** Begin Document text **

3.6 Access of Independent Accountants of the Fund. Upon request
of the Fund, the Custodian will use its best reasonable efforts to arrange
for the independent accountants of the Fund to be afforded access to the
books and records of any foreign custodian insofar as such books and records
relate to the custody by any such foreign custodian of assets of the Fund.
3.7 Transactions in Foreign Custody Accounts. Upon receipt of
Proper Instructions, the Custodian shall instruct the appropriate foreign
custodian to transfer, exchange or deliver foreign securities owned by the
Fund, but except to the extent explicitly provided herein only in any of the
cases specified in Subsection 2.2. Upon receipt of Proper Instructions, the
Custodian shall pay out or instruct the appropriate foreign custodian to pay
out monies of the Fund in any of the cases specified in Subsection 2.6.
Notwithstanding anything herein to the contrary, settlement and payment for
securities received for the account of the Fund and delivery of securities
maintained for the account of the Fund may be effected in accordance with the
customary or established securities trading or securities processing
practices and procedures in the jurisdiction or market in which the
transaction occurs, including, without limitation, delivering securities to
the purchaser thereof or to a dealer therefor (or an agent for such purchaser
or dealer) against a receipt with the expectation of receiving later payment
for such securities from such purchaser or dealer. Securities maintained in
the custody of a foreign custodian may be maintained in the name of such
entity's nominee to the same extent as set forth in Section 2.3 of this
Agreement and the Fund agrees to hold any such nominee harmless from any
liability as a holder of record of such securities.
3.8 Liability of Foreign Custodian. Each agreement between the
Custodian and a foreign custodian shall require the foreign custodian to
exercise reasonable care in the performance of its duties and to indemnify
and hold harmless the Custodian and the Fund from and against any loss,
damage, cost, expense, liability or claim arising out of or in connection
with the foreign custodian's performance of such obligations. At the
election of the Fund, it shall be entitled to be subrogated to the rights of
the Custodian with respect to any claims against a foreign custodian as a
consequence of any such loss, damage, cost, expense, liability or claim if
and to the extent that the Fund has not been made whole for any such loss,
damage, cost, expense, liability or claim.
3.9 Monitoring Responsibilities. The Custodian will promptly
inform the Fund in the event that the Custodian learns of a material adverse
change in the financial condition of a foreign custodian or is notified by
(i) a foreign banking institution employed as a foreign custodian that there
appears to be a substantial likelihood that its shareholders' equity will
decline below U.S. $200 million (in each case computed in accordance with
generally accepted United States accounting principles), or (ii) a subsidiary
of a United States bank or bank holding company acting as a foreign custodian
that there appears to be a substantial likelihood that its shareholders'
equity will decline below U.S. $100 million or that its shareholders' equity
has declined below U.S. $100 million (in each case computed in accordance
with generally accepted United States accounting principles).

** End Document text **
** Begin Dataset section **

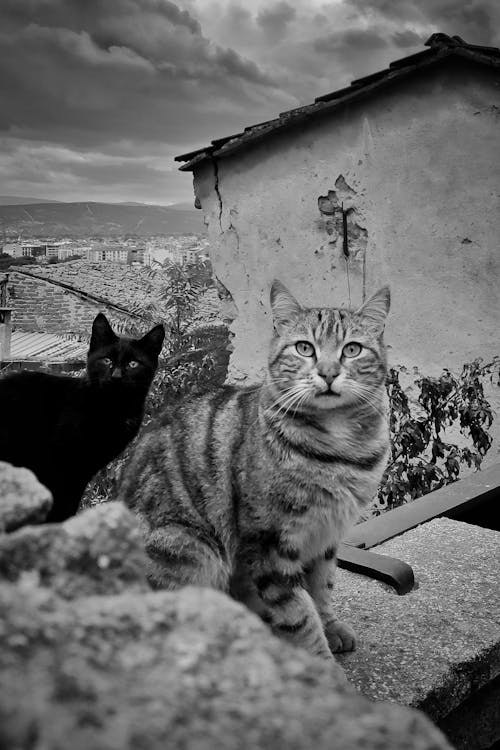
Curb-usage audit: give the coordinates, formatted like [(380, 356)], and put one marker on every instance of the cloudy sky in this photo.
[(98, 96)]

** End Dataset section **

- Task list
1) Answer these questions using the custody agreement excerpt above.
(a) In section 3.6, whose access to a foreign custodian's books and records will the Custodian use its best reasonable efforts to arrange?
(b) In section 3.8, what degree of care must each agreement require the foreign custodian to exercise in performing its duties?
(c) In section 3.9, below what amount of shareholders' equity does the threshold for a foreign banking institution employed as a foreign custodian fall?
2) Carry the custody agreement excerpt forward with the next section, following on from its final sentence.

- Exercise results
1)
(a) The independent accountants of the Fund.
(b) Reasonable care.
(c) U.S. $200 million.

2)
Section 4. PROPER INSTRUCTIONS
As used in this Agreement, the term "Proper Instructions" means
instructions of the Fund received by the Custodian, via telephone, telex, the
custodian's Global Custody Instruction System (trademark), facsimile
transmission, bank wire or other teleprocess or electronic instruction system
acceptable to the Custodian which the Custodian believes in good faith to
have been given by Authorized Persons (as defined below) or which are
transmitted with proper testing or authentication pursuant to terms and
conditions which the Custodian may specify. Any Proper Instructions
delivered to the Custodian by telephone shall promptly thereafter be
confirmed in writing by an Authorized Person (which confirmation may bear the
facsimile signature of such Person), but the Fund will hold the Custodian
harmless for its failure to send such confirmation in writing, the failure of
such confirmation to conform to the telephone instructions received or the
Custodian's failure to produce such confirmation at any subsequent time.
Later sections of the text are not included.